===== Data listing
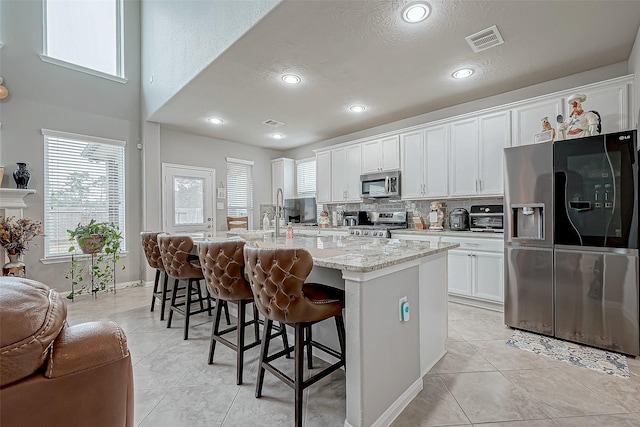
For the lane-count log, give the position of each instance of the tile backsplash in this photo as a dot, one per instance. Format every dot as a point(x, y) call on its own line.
point(422, 207)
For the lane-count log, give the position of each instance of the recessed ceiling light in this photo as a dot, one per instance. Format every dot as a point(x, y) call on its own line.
point(415, 12)
point(462, 74)
point(291, 79)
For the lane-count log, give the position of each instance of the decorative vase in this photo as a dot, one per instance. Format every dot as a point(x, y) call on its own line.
point(15, 267)
point(22, 176)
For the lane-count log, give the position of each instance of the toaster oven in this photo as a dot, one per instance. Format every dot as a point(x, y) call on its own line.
point(487, 218)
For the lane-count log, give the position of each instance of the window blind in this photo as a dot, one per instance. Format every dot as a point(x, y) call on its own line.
point(306, 177)
point(240, 188)
point(83, 180)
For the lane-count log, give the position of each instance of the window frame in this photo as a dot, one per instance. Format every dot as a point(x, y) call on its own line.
point(250, 198)
point(119, 77)
point(120, 189)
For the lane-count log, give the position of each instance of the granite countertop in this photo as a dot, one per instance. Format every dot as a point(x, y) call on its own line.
point(357, 254)
point(451, 233)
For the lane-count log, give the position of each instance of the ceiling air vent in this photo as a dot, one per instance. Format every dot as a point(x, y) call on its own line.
point(273, 123)
point(485, 39)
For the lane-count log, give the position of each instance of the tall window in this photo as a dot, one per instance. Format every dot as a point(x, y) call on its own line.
point(85, 33)
point(83, 180)
point(240, 188)
point(306, 177)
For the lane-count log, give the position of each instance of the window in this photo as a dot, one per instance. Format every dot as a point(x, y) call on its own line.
point(83, 180)
point(240, 188)
point(84, 35)
point(306, 177)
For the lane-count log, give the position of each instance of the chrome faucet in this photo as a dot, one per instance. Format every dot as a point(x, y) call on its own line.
point(279, 209)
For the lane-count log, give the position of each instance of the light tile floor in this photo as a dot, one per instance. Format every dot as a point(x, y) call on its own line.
point(480, 381)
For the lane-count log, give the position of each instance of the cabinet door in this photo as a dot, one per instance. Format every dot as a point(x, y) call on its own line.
point(464, 158)
point(412, 180)
point(459, 272)
point(323, 177)
point(353, 165)
point(390, 157)
point(371, 153)
point(437, 162)
point(527, 119)
point(489, 275)
point(494, 137)
point(339, 174)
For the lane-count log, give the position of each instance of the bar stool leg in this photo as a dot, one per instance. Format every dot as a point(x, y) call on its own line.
point(164, 294)
point(173, 301)
point(299, 371)
point(309, 354)
point(155, 290)
point(187, 308)
point(240, 345)
point(214, 332)
point(264, 351)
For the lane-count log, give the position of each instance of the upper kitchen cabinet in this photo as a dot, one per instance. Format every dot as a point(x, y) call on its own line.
point(527, 119)
point(283, 173)
point(381, 154)
point(345, 176)
point(424, 163)
point(323, 177)
point(476, 147)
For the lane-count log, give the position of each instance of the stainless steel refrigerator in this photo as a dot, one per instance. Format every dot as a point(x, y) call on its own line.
point(571, 240)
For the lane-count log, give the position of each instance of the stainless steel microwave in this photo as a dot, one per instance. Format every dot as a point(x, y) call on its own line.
point(381, 184)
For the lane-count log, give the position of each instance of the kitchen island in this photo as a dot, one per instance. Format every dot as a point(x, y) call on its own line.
point(386, 358)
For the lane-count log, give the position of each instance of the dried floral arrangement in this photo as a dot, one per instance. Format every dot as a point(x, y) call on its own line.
point(16, 233)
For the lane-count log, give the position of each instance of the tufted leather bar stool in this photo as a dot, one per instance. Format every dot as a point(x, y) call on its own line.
point(223, 269)
point(175, 252)
point(277, 277)
point(154, 259)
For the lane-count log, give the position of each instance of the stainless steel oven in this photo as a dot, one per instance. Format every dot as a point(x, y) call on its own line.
point(487, 218)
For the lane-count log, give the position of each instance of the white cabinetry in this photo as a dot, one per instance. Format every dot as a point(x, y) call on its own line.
point(283, 172)
point(476, 146)
point(381, 154)
point(345, 176)
point(476, 272)
point(323, 177)
point(527, 119)
point(424, 163)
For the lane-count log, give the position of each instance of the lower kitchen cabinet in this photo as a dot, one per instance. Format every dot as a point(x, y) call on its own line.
point(476, 272)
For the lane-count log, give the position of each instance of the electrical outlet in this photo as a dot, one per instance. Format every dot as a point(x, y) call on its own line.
point(403, 309)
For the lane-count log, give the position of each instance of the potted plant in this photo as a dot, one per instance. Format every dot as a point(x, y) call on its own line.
point(102, 240)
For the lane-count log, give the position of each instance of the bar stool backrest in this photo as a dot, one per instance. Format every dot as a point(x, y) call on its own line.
point(151, 249)
point(277, 278)
point(174, 251)
point(223, 269)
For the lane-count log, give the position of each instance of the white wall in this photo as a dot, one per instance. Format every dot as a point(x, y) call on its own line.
point(565, 83)
point(634, 68)
point(44, 95)
point(180, 38)
point(193, 150)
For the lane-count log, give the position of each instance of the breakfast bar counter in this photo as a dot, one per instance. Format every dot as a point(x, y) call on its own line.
point(386, 356)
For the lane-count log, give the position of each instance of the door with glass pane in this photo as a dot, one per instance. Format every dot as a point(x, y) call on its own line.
point(187, 199)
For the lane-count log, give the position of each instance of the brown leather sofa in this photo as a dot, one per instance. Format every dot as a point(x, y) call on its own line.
point(53, 374)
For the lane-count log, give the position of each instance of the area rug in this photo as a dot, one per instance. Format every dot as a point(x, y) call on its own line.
point(575, 354)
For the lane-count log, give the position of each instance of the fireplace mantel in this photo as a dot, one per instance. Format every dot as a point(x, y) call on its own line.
point(13, 198)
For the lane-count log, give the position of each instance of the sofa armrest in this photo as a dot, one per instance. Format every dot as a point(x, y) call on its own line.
point(86, 346)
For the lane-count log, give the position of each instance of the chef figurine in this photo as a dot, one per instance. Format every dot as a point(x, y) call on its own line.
point(436, 216)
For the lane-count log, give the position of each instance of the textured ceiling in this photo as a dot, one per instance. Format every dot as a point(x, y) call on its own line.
point(362, 52)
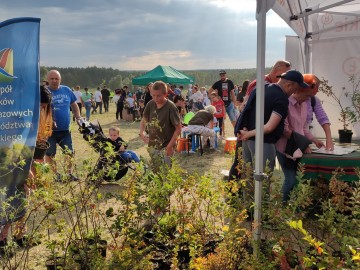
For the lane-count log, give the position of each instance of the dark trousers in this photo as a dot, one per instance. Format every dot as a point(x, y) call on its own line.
point(119, 108)
point(219, 124)
point(106, 105)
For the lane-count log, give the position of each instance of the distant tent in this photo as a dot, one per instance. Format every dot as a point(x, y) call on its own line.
point(166, 74)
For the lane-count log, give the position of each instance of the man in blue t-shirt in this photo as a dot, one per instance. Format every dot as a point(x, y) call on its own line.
point(275, 111)
point(62, 99)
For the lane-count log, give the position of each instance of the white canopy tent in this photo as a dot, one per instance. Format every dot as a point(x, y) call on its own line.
point(327, 45)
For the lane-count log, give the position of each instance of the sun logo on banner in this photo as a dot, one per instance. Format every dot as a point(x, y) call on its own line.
point(6, 65)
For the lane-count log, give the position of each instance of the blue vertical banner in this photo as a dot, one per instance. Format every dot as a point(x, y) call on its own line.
point(19, 110)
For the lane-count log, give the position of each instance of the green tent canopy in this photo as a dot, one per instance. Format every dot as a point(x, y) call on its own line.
point(166, 74)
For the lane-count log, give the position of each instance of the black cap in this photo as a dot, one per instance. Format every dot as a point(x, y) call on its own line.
point(294, 76)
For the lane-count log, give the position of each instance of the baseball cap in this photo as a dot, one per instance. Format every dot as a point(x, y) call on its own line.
point(294, 76)
point(313, 82)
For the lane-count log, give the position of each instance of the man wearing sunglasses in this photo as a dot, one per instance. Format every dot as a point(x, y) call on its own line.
point(225, 90)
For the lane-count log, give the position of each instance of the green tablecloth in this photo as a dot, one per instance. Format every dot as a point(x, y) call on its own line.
point(322, 166)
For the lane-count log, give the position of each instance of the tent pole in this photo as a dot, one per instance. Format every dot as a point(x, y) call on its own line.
point(259, 147)
point(307, 46)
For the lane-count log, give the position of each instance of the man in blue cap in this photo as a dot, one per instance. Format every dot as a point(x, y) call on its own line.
point(275, 112)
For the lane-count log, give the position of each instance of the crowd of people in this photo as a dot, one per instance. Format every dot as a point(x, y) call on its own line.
point(290, 103)
point(289, 106)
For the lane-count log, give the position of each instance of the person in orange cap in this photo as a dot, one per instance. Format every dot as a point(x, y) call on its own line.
point(295, 126)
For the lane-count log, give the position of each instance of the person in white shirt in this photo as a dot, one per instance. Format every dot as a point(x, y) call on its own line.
point(197, 98)
point(98, 100)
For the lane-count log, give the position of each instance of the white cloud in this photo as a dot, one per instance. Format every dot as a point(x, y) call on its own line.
point(139, 34)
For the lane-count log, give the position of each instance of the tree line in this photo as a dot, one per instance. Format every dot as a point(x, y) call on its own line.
point(93, 77)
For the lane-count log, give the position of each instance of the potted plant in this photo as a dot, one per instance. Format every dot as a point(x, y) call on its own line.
point(347, 114)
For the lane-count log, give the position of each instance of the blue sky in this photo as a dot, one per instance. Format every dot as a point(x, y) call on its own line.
point(140, 34)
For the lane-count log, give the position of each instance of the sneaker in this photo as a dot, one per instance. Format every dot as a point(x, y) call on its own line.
point(73, 177)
==========
_What to produce_: All that is needed is the line containing "the blue sky" and each line after it to the end of the data above, set down exactly.

_Solved problem_:
For the lane-count log, give the position of each instance of the blue sky in this photo as a dot, one per instance. Format every dot as a point(x, y) call on its own line.
point(140, 34)
For the lane-count log, give the position of each instance of the sneaker in this photo as a dot, one per instance. Format every dot as a point(x, y) call on its own line.
point(73, 177)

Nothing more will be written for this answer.